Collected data
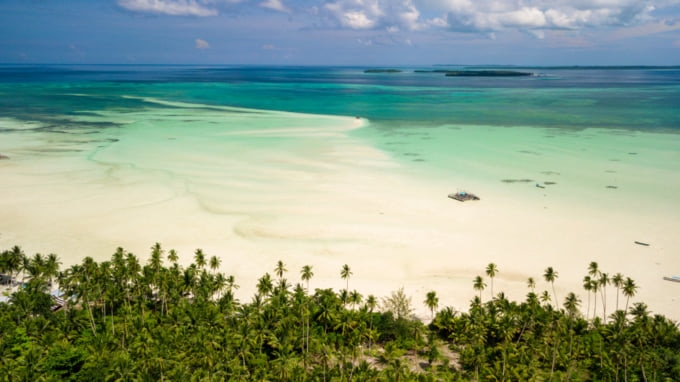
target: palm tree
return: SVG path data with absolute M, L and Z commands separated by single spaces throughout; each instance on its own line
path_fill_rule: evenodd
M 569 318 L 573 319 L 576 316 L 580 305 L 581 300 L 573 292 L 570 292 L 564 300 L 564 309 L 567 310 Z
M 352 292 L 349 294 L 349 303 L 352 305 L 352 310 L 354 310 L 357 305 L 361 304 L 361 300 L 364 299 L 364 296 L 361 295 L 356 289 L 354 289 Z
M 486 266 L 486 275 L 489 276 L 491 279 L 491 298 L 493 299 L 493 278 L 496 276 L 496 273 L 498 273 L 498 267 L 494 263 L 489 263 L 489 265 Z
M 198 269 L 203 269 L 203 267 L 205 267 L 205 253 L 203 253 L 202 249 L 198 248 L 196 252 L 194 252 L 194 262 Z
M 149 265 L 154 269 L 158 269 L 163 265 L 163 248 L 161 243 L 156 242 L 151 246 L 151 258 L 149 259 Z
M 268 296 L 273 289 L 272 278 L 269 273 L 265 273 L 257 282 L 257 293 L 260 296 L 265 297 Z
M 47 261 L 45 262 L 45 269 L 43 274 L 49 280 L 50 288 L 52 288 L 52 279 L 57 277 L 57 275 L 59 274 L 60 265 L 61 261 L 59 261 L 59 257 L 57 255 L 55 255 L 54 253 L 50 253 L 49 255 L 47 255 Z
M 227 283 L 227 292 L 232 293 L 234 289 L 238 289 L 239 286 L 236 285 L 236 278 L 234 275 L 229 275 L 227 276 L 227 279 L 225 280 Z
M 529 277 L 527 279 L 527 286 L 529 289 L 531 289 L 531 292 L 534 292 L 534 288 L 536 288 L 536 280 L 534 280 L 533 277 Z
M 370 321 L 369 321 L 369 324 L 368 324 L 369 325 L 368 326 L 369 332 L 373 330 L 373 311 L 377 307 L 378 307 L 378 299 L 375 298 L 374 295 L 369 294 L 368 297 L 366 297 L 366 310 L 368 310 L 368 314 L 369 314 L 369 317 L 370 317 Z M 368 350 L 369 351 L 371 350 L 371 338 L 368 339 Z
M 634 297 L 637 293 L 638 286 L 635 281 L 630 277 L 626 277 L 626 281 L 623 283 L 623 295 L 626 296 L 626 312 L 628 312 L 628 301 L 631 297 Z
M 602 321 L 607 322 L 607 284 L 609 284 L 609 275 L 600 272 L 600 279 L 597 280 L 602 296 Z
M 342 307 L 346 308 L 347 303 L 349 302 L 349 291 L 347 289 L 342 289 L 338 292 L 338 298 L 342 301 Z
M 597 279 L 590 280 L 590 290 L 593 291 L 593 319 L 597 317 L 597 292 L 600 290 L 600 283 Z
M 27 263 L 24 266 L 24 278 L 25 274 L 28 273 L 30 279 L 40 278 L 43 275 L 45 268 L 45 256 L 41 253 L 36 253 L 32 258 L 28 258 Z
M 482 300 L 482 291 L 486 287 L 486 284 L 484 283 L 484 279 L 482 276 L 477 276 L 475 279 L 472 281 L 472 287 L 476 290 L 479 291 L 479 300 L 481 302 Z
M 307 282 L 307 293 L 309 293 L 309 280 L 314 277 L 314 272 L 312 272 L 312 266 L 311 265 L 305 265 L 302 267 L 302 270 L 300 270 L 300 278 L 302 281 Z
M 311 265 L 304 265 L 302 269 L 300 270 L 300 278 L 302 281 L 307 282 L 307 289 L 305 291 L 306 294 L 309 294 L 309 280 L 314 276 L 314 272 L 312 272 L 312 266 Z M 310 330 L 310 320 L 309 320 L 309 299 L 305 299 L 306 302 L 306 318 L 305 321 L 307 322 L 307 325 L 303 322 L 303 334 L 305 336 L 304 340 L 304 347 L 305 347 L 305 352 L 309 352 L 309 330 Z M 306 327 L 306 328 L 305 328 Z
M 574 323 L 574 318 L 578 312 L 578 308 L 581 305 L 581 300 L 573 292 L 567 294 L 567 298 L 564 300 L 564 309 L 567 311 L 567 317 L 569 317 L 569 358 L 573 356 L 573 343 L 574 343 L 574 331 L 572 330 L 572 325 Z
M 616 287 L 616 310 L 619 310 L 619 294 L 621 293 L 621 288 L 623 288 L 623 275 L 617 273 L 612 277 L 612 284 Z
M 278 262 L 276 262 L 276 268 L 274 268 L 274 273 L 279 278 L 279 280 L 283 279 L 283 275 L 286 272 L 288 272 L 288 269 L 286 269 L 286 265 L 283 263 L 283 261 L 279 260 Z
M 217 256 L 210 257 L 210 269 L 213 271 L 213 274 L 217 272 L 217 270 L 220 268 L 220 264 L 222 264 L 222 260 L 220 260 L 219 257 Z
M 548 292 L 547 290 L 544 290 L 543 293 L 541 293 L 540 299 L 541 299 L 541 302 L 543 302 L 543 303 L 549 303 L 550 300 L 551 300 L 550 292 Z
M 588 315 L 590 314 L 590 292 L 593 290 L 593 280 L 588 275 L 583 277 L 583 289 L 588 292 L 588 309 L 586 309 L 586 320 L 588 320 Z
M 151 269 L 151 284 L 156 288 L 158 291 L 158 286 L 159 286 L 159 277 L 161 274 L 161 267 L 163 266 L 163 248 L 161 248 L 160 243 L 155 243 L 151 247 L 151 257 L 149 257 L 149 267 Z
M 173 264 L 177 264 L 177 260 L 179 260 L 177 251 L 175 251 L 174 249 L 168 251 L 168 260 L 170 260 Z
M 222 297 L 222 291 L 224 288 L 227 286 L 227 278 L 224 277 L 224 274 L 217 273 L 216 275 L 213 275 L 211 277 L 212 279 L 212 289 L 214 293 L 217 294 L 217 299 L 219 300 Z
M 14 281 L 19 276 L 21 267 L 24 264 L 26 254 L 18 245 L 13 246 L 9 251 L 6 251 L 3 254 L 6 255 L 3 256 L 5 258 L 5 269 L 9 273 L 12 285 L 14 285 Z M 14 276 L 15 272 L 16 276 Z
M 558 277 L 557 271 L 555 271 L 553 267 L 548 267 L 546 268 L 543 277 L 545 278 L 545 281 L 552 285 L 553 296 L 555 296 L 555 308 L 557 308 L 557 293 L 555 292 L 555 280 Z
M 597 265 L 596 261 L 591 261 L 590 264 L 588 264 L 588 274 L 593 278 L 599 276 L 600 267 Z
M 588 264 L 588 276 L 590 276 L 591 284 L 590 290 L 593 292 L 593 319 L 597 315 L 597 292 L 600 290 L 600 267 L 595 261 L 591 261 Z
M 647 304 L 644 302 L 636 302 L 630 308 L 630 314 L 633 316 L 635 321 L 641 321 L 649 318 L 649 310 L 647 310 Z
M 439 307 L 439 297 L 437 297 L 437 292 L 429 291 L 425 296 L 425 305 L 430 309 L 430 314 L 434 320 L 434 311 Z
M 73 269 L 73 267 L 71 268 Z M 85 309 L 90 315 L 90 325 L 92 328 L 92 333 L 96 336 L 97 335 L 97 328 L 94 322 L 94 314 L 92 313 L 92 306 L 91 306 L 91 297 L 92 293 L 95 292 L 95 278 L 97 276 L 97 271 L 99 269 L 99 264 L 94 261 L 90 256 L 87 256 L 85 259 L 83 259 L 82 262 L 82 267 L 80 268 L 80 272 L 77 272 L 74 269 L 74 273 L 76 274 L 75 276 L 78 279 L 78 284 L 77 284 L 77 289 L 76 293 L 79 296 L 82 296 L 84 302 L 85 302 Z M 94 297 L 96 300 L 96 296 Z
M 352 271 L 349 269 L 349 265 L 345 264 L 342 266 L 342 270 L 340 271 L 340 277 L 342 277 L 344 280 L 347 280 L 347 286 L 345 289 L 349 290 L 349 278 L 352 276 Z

**WHAT YOU ARE ASKED TO DO**
Would you retype the entries above in full, exactly as written, minus the pictures?

**YOUR RESPONSE**
target: palm tree
return: SVG path data with absolute M, L and Z commands separated by single spaces throughout; each instance on its own line
path_fill_rule: evenodd
M 569 318 L 573 319 L 576 316 L 580 305 L 581 300 L 573 292 L 570 292 L 564 300 L 564 309 L 567 310 Z
M 352 292 L 349 294 L 349 303 L 352 305 L 352 310 L 354 310 L 357 305 L 361 304 L 361 300 L 364 299 L 364 296 L 361 295 L 356 289 L 354 289 Z
M 486 266 L 486 275 L 489 276 L 491 279 L 491 298 L 493 299 L 493 278 L 496 276 L 496 273 L 498 273 L 498 267 L 494 263 L 489 263 L 489 265 Z
M 198 269 L 203 269 L 203 267 L 205 267 L 205 253 L 203 253 L 202 249 L 198 248 L 196 252 L 194 252 L 194 262 Z
M 149 265 L 154 269 L 158 269 L 163 265 L 163 248 L 161 243 L 156 242 L 151 246 L 151 258 L 149 259 Z
M 268 296 L 273 289 L 272 278 L 269 273 L 265 273 L 257 282 L 257 293 L 260 296 L 265 297 Z
M 47 261 L 45 262 L 45 269 L 43 274 L 49 280 L 50 288 L 52 288 L 52 279 L 57 277 L 57 275 L 59 274 L 60 265 L 61 261 L 59 261 L 59 257 L 57 255 L 55 255 L 54 253 L 50 253 L 49 255 L 47 255 Z
M 227 283 L 227 292 L 232 293 L 234 289 L 238 289 L 239 286 L 236 285 L 236 278 L 234 275 L 229 275 L 227 276 L 227 279 L 225 280 Z
M 529 277 L 527 279 L 527 286 L 529 289 L 531 289 L 531 292 L 534 292 L 534 288 L 536 288 L 536 280 L 534 280 L 533 277 Z
M 370 321 L 369 321 L 369 324 L 368 324 L 369 325 L 368 326 L 369 332 L 373 330 L 373 311 L 377 307 L 378 307 L 378 299 L 375 298 L 374 295 L 369 294 L 368 297 L 366 297 L 366 310 L 368 310 L 368 314 L 369 314 L 369 317 L 370 317 Z M 368 350 L 369 351 L 371 350 L 371 338 L 368 339 Z
M 634 297 L 637 293 L 638 286 L 635 281 L 630 277 L 626 277 L 626 281 L 623 283 L 623 295 L 626 296 L 626 312 L 628 312 L 628 301 L 631 297 Z
M 602 321 L 607 322 L 607 284 L 609 284 L 609 275 L 600 272 L 600 279 L 597 280 L 602 296 Z
M 342 307 L 346 308 L 347 303 L 349 302 L 349 291 L 347 289 L 342 289 L 338 292 L 338 298 L 342 301 Z
M 597 279 L 590 280 L 590 290 L 593 291 L 593 319 L 597 317 L 597 292 L 600 290 L 600 283 Z
M 27 263 L 24 266 L 24 278 L 25 274 L 28 273 L 30 279 L 40 278 L 43 275 L 45 268 L 45 256 L 41 253 L 36 253 L 32 258 L 28 258 Z
M 482 300 L 482 291 L 486 287 L 486 284 L 484 283 L 484 279 L 482 276 L 477 276 L 475 279 L 472 281 L 472 287 L 476 290 L 479 291 L 479 300 L 481 302 Z
M 307 282 L 307 293 L 309 293 L 309 280 L 314 277 L 314 272 L 312 272 L 312 266 L 311 265 L 305 265 L 302 267 L 302 270 L 300 270 L 300 278 L 302 281 Z
M 311 265 L 304 265 L 302 269 L 300 270 L 300 278 L 302 281 L 307 282 L 307 289 L 305 291 L 306 294 L 309 294 L 309 280 L 314 276 L 314 272 L 312 272 L 312 266 Z M 310 330 L 310 320 L 309 320 L 309 299 L 305 299 L 306 302 L 306 318 L 305 321 L 307 322 L 307 325 L 303 322 L 303 334 L 305 336 L 304 340 L 304 347 L 305 347 L 305 352 L 309 352 L 309 330 Z M 306 327 L 306 328 L 305 328 Z
M 574 323 L 574 318 L 578 312 L 578 308 L 581 305 L 581 300 L 573 292 L 567 294 L 567 298 L 564 300 L 564 309 L 567 311 L 567 317 L 569 317 L 569 358 L 573 356 L 573 343 L 574 343 L 574 331 L 572 330 L 572 325 Z
M 616 287 L 616 310 L 619 310 L 619 294 L 621 293 L 621 288 L 623 288 L 623 275 L 617 273 L 612 277 L 612 284 Z
M 278 262 L 276 262 L 276 268 L 274 268 L 274 273 L 279 278 L 279 280 L 283 279 L 283 275 L 286 272 L 288 272 L 288 269 L 286 269 L 286 265 L 283 263 L 283 261 L 279 260 Z
M 217 256 L 210 257 L 210 269 L 213 271 L 213 274 L 217 272 L 217 270 L 220 268 L 220 264 L 222 264 L 222 260 L 220 260 L 219 257 Z
M 548 292 L 547 290 L 544 290 L 543 293 L 541 293 L 540 299 L 541 299 L 541 302 L 543 302 L 543 303 L 549 303 L 550 300 L 551 300 L 550 292 Z
M 588 315 L 590 314 L 590 292 L 593 290 L 593 280 L 588 275 L 583 277 L 583 289 L 588 292 L 588 309 L 586 309 L 586 320 L 588 320 Z
M 151 269 L 151 284 L 156 288 L 158 291 L 158 286 L 159 286 L 159 277 L 161 274 L 161 267 L 163 266 L 163 248 L 161 248 L 160 243 L 155 243 L 151 247 L 151 257 L 149 257 L 149 267 Z
M 173 264 L 177 264 L 177 260 L 179 260 L 177 251 L 175 251 L 174 249 L 168 251 L 168 260 L 170 260 Z
M 222 297 L 222 291 L 224 288 L 227 286 L 227 278 L 224 277 L 224 274 L 217 273 L 216 275 L 213 275 L 211 277 L 212 279 L 212 289 L 214 293 L 217 294 L 217 299 L 219 300 Z
M 14 281 L 19 276 L 21 267 L 24 264 L 26 254 L 18 245 L 13 246 L 9 251 L 6 251 L 3 254 L 6 255 L 3 256 L 5 258 L 5 269 L 9 273 L 12 285 L 14 285 Z M 14 276 L 15 272 L 16 276 Z
M 558 277 L 557 271 L 555 271 L 553 267 L 548 267 L 546 268 L 543 277 L 545 278 L 545 281 L 552 285 L 553 296 L 555 296 L 555 308 L 557 308 L 557 293 L 555 292 L 555 280 Z
M 597 265 L 596 261 L 591 261 L 590 264 L 588 264 L 588 274 L 593 278 L 599 276 L 600 267 Z
M 588 264 L 588 276 L 590 276 L 591 284 L 590 290 L 593 292 L 593 319 L 597 315 L 597 292 L 600 290 L 600 267 L 595 261 L 591 261 Z
M 647 304 L 644 302 L 636 302 L 630 308 L 630 314 L 633 316 L 635 321 L 641 321 L 649 318 L 649 310 L 647 310 Z
M 439 307 L 439 297 L 437 297 L 437 292 L 429 291 L 425 296 L 425 305 L 430 309 L 430 314 L 434 320 L 434 311 Z
M 73 269 L 73 267 L 71 268 Z M 85 309 L 90 315 L 90 325 L 92 328 L 92 333 L 96 336 L 97 335 L 97 328 L 94 322 L 94 314 L 92 313 L 92 306 L 91 306 L 91 297 L 92 293 L 95 292 L 95 278 L 97 276 L 97 271 L 99 269 L 99 264 L 94 261 L 90 256 L 87 256 L 85 259 L 83 259 L 82 262 L 82 267 L 80 268 L 80 272 L 77 272 L 74 269 L 74 273 L 76 274 L 75 276 L 78 279 L 78 284 L 77 284 L 77 289 L 76 293 L 79 296 L 82 296 L 84 302 L 85 302 Z M 94 297 L 96 300 L 96 296 Z
M 352 271 L 349 269 L 349 265 L 345 264 L 342 266 L 342 270 L 340 271 L 340 277 L 342 277 L 344 280 L 347 280 L 347 286 L 345 289 L 349 290 L 349 278 L 352 276 Z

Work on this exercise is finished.